Please rewrite the items below, putting "dot" wherever "marker" appears and changing nothing else.

_____

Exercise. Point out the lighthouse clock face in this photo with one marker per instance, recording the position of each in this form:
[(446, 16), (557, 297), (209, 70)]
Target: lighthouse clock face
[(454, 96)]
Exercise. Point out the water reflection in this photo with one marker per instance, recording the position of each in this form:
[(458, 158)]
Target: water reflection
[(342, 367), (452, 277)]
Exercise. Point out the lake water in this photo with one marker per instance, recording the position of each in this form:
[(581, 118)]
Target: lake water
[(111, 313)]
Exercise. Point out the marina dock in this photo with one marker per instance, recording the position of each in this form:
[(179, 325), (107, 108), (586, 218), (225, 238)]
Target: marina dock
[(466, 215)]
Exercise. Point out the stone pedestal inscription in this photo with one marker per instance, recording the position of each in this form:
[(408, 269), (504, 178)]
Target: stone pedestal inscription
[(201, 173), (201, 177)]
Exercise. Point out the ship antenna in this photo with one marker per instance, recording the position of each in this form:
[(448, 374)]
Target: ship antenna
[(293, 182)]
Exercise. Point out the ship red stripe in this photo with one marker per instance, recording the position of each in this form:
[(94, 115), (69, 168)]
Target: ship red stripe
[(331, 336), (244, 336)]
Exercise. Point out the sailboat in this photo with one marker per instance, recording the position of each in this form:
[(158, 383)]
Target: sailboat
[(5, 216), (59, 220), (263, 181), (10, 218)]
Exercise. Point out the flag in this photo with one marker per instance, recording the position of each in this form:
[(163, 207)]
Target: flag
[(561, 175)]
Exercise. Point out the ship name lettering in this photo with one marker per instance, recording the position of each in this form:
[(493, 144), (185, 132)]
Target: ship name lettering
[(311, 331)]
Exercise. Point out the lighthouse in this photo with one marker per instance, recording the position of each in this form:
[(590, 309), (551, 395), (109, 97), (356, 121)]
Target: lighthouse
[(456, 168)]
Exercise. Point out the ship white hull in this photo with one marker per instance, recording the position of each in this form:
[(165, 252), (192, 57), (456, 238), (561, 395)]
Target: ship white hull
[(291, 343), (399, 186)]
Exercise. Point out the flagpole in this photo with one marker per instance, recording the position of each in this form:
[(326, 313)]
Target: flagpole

_____

WRITTEN REPLY:
Exercise. Point out the lighthouse clock face in this photo with one dot per instance, recording the position of each in this form:
[(446, 16), (557, 297), (209, 70)]
Target: lighthouse clock face
[(454, 96)]
Exercise. Point out the water reflection in this photo with one dot per instance, recording the position of each in this form:
[(458, 158)]
Target: water reflection
[(342, 367), (452, 277)]
Exercise. Point out the lake water in this photo with one dot per instance, recording the position of each in this form:
[(581, 118)]
Target: lake water
[(111, 313)]
Exercise. Point out the marina dock in this photo with one dot per instance, recording the position of each in this form:
[(179, 325), (107, 108), (586, 218), (225, 238)]
Target: marina dock
[(466, 215)]
Exercise. Point out the stone pedestal inscription in this photo with one dot per instance, recording the position of each in this form:
[(408, 269), (504, 178)]
Target: stone pedestal inscription
[(201, 173), (201, 177)]
Exercise. Point out the ship antenna in this photo with one dot per instance, recording the position of each in this form:
[(448, 374)]
Target: ship antenna
[(293, 182)]
Exercise. Point out the ship red stripe in this photo with one dot per instance, recording the position of each in this form:
[(94, 115), (69, 168)]
Target: ship red stripe
[(331, 336), (244, 336)]
Exercise. Point out the sailboat in this photo with one dot per instance, recording the position of each in this form:
[(158, 383)]
Target: sailboat
[(5, 216), (59, 220), (263, 181), (10, 218)]
Exercise. Point out the flag in this photo with one dot per instance, recording the position of each in this form:
[(163, 207)]
Target: flag
[(561, 175)]
Exercise. Point out the ship name lettering in this photo with one dot per instance, recording the position of each in this form:
[(493, 144), (185, 132)]
Target: ship name lettering
[(311, 331)]
Exercise. Point out the lighthouse in this photo with one dot per instance, recording the position of each in this form:
[(590, 309), (551, 395), (109, 97), (356, 121)]
Target: lighthouse
[(456, 168)]
Exercise. Point out the ship white hull in this photo with one dot per instance, recording the position of each in this form:
[(165, 252), (192, 57), (456, 238), (561, 395)]
Target: ship white hull
[(291, 343), (399, 186)]
Exercise. Point out the flagpole in this photo with one dot per instance, recording the position of each in this form:
[(326, 313)]
Target: flagpole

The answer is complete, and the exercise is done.